Exercise:
Wherever a picture appears, skip it and retype the rest of the data exactly.

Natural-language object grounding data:
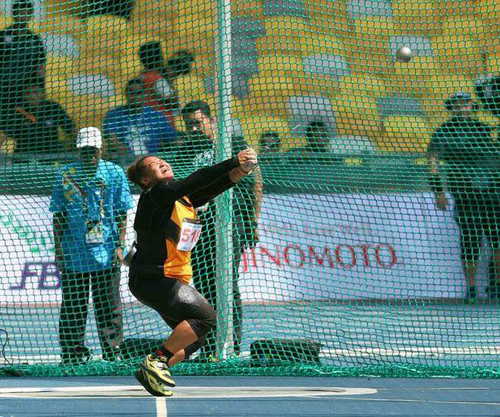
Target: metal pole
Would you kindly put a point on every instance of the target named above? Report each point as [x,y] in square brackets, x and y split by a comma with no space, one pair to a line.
[224,202]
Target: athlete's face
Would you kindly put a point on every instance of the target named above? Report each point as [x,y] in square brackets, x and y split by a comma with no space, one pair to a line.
[155,170]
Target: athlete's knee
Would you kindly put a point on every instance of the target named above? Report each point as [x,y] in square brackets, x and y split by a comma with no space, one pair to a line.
[204,322]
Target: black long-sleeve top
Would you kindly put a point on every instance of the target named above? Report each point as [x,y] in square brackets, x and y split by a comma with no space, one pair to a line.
[160,213]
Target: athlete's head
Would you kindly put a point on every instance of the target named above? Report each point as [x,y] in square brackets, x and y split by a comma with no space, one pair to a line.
[151,56]
[148,171]
[198,118]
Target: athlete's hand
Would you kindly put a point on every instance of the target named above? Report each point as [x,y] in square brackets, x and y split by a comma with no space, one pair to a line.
[248,160]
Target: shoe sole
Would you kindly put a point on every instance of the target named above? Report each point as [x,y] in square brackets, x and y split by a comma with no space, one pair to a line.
[139,375]
[168,382]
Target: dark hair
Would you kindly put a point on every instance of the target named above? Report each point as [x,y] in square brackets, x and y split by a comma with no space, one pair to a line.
[18,5]
[194,106]
[133,82]
[135,172]
[180,63]
[150,54]
[314,126]
[273,136]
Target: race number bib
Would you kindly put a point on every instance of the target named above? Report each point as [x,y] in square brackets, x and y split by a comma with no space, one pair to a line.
[190,233]
[95,235]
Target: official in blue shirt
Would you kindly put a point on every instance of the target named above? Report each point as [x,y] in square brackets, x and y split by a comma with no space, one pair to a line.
[136,129]
[89,203]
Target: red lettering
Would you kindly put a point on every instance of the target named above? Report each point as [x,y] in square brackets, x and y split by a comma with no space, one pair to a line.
[298,249]
[338,250]
[276,259]
[378,256]
[319,260]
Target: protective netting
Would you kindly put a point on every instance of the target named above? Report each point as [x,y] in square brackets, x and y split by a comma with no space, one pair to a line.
[365,244]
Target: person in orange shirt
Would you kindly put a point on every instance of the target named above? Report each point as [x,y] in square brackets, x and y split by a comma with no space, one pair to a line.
[160,270]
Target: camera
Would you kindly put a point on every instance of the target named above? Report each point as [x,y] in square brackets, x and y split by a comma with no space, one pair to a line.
[488,92]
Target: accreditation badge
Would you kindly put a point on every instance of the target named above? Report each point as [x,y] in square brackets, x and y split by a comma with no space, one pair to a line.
[95,235]
[190,234]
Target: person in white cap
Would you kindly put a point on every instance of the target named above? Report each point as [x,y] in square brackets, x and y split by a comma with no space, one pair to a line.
[90,200]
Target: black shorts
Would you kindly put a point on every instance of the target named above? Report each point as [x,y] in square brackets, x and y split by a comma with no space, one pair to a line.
[174,301]
[478,216]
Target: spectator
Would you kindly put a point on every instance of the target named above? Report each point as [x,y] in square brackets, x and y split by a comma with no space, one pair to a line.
[137,129]
[22,56]
[89,203]
[269,143]
[199,148]
[158,87]
[471,158]
[35,122]
[179,64]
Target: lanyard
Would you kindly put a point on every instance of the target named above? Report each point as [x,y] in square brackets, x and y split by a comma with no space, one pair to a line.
[84,196]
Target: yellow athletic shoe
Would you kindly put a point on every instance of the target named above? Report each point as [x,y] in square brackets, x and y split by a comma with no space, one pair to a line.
[157,367]
[151,384]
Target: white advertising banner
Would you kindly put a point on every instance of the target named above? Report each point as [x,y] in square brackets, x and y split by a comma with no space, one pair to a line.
[312,247]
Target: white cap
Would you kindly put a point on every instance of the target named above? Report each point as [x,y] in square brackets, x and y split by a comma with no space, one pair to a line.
[89,136]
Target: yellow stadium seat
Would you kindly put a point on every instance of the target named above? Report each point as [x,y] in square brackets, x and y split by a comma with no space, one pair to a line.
[253,127]
[416,17]
[487,118]
[247,8]
[493,63]
[151,24]
[183,24]
[57,65]
[369,48]
[374,27]
[106,25]
[361,84]
[60,24]
[464,25]
[281,26]
[334,10]
[269,87]
[277,106]
[323,44]
[405,134]
[356,114]
[268,45]
[280,64]
[489,11]
[458,54]
[443,86]
[447,8]
[410,78]
[155,7]
[196,9]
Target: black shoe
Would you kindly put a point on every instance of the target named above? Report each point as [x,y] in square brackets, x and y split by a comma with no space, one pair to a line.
[76,356]
[112,355]
[151,384]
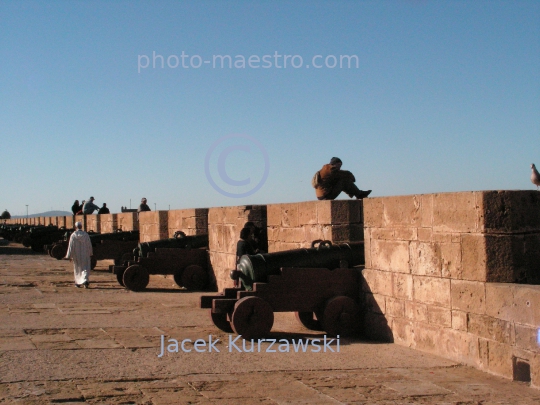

The answer:
Target: metal pole
Would you kindly put a point on every instance of the target named above? Report each point as [x,y] in square brackets, x and y split by a comma with no space, one pair to a line.
[224,202]
Target: athlete's face
Would you kindly put a point on every instance of the target named above? Report each point as [x,y] in square brackets, x and y split by a comma with no space, one pair to a line.
[155,170]
Target: athlete's knee
Would you kindly put a point on every instance of the target named above? Report each point as [x,y] in square brackets, x and y split by a comma with no space, one pair to a line.
[204,322]
Target: black long-sleeve top
Would you kindly put a point on every instance of the target named above? Report each point as [x,y] in square brackets, x and y split by a comma with no space, one pair to a line.
[160,213]
Target: athlete's head
Would you kindly put a point on every instance of the target named above? Report each point as [x,y] in square brackets, x and y split by a comma with no space, one pair to a line.
[151,56]
[148,171]
[198,118]
Target: athlete's hand
Would you kindly put a point on every instance of the target named above? Report each point as [x,y] in square brackets, x and y split by a comma with no space, one pair to a line.
[248,160]
Target: shoe sole
Would you kindly put a point on every instance of the target named above? Report each point as [x,y] in square brackets, x and y split by a comma with no space, one pair to a line.
[139,375]
[168,382]
Target: dark hair
Would you kindly put a point on every instance of the target named above? Report each point as [x,y] in square brackets, x and y split by a comma with no space, one pair to a line.
[18,5]
[194,106]
[133,82]
[135,172]
[180,63]
[150,54]
[314,126]
[273,136]
Target: race number bib
Would you kindly put a point on every instance of the target named above? Report each point as [x,y] in square brackets, x and y split by a comma with no space, one pair to a line.
[190,233]
[95,235]
Target: official in blue shirt
Would you kindly put a point on every instance of the target named above? Report each point as [x,y] in square brackets, x and y split by a comma with no space, one pair to a line.
[136,129]
[89,203]
Target: red lettering
Would you kindly put a point on every instance of the target named above? Report each point as [x,y] in square brackets, x and y split by a comma with no space, one pair to a line.
[298,249]
[338,250]
[276,259]
[378,256]
[319,260]
Target: protective netting
Would you kindly put a point on every instance of the target named above? Report each point as [x,y] in square brackets, x and y split by a comma with no space, one pair to a line.
[365,244]
Target: person in orange shirt
Would you kindly put a point on every instance of the target named above? Report each point as [x,y] in square brackets, x and y split by a comma with no space, one pair to a line.
[160,270]
Target: camera
Would you kindly put a point on every instance of the target named above? Report each point as [x,y] in square brackets, x and y split by a comma with no space, one pair to a line.
[488,92]
Target: accreditation badge
Would you kindly put a point on every instance of the target named above? Report each point as [x,y] in square brackets, x and y split by a comma with no space, one pair to a line.
[95,235]
[190,234]
Target: person in white cap
Would you kindly put a point on every instance of the target named above? Report each point as [x,y] in square brackets, x and y split by a comma with no space, one pair to a line.
[90,200]
Target: black shorts
Would you kindly put a point on every instance of the target named above? Report each point as [x,y] in square brackets, x and y split by a comma with no space, one pair to a line.
[174,301]
[478,216]
Target: spectator
Would you kindly put a point on every instance of the target named above? Report each point as [x,y] in square brackets, x and y split by a comma with no space, one pair to a line.
[137,129]
[22,56]
[89,203]
[269,143]
[199,148]
[158,87]
[471,158]
[35,122]
[179,64]
Target: lanyard
Would you kindly put a point on every instance of the target named above? Report each point as [x,y] in square brackets, x and y split by a comma with no space, one pair to a line.
[84,196]
Target: yellow athletic shoe
Would you kindly put a point on every instance of the target named above? Report each point as [x,y] in square brackets, x and y split by a comma with no space, one pair to a line.
[157,367]
[151,384]
Target: white advertising banner
Would you kindly put a point on every instance of the target named above? Report each point as [x,y] in square brackets, x and y split by a comma with no space, one pair to a line.
[312,247]
Target: white cap
Would you kindly put a point on every instance of the target named above? Report each point as [x,y] in square brackets, x and y split by a comma with no space, one pair to a line.
[89,136]
Target: yellow stadium seat
Would you kindly put a point on every instance of the target named above? Report each point as [x,y] in square brackets, x and y split by a comma with no space, one pair to a line.
[253,127]
[416,17]
[487,118]
[247,8]
[493,63]
[151,24]
[183,24]
[57,65]
[369,48]
[374,27]
[106,25]
[361,84]
[60,24]
[464,25]
[281,26]
[334,10]
[269,87]
[277,106]
[323,44]
[405,134]
[356,114]
[268,45]
[280,64]
[489,11]
[458,54]
[443,86]
[447,8]
[410,78]
[155,7]
[196,9]
Target: black shoe
Would you kindly put a point on every instance of the target named above? Report each point as [x,y] in square brackets, x and y split by a comma with no space, one pair to a line.
[76,356]
[112,355]
[151,384]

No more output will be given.